Your tasks:
1. Condense the paragraph of the text on vision boards that begins "In May of this year" into two short sentences, keeping its main facts.
2. Extend the text on vision boards with a new paragraph that picks up after its final sentence.

Source document:
-- Begin --

I have heard some people say that vision boards are shit. When used as purely a visioning tool, I would agree. But a vision board used as an anchor for sustained action is a powerful tool. Above you can see my vision board from 2012. On the left side, you can see (it’s a bit dark) an image near the word Travel. This is a picture of Tim and a friend from somewhere in Vietnam. I can remember feeling, deep in my heart at the time I first viewed this image, “Why Not?” “Why can’t I travel the world, see exotic destinations, meet people from different cultures, and share it all for the growth and education of myself and anyone else who cares to read or watch what I put out into the world?”
In May of this year, I traveled to Vietnam, was guided by a beautiful woman through Saigon, and met many wonderful people. The practical application of bringing a vision to reality, of prioritizing our activities, the focus on the one thing, all emerge triumphantly in Tim’s work.

-- End --

Data excerpt:
-- Begin --

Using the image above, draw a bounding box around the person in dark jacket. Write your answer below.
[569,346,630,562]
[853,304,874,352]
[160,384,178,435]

-- End --

Replies:
1. In May, I went to Vietnam, toured Saigon with a woman as my guide, and met many wonderful people. Tim's work shows how to make a vision real by prioritizing activities and focusing on one thing.

2.
My greatest praise for Tim Ferriss comes in the form of my emulation of his life. I love Tim’s life (at least what I see of it). Now, over 5 years into my own Tim Ferriss style life experiment, I am experiencing a path similar in many ways, while still being quite a distance from where I am going. I have used my body as an experiment, now walking the earth at 190 pounds, rather than the 235 pounds I use to carry around. Now I work online, and am not bound to any one location. I live in Thailand for the time being, and who knows where I will go next. I have recorded 3 episodes of my own podcast, called The Men’s Room, and am excited to one day have Tim Ferriss himself as a guest. I created Indigo Yak, a course that will show anybody how to meditate. And I wrote my own book, Radical Freedom, which shares a variety of steps one may take on the road to spiritual freedom.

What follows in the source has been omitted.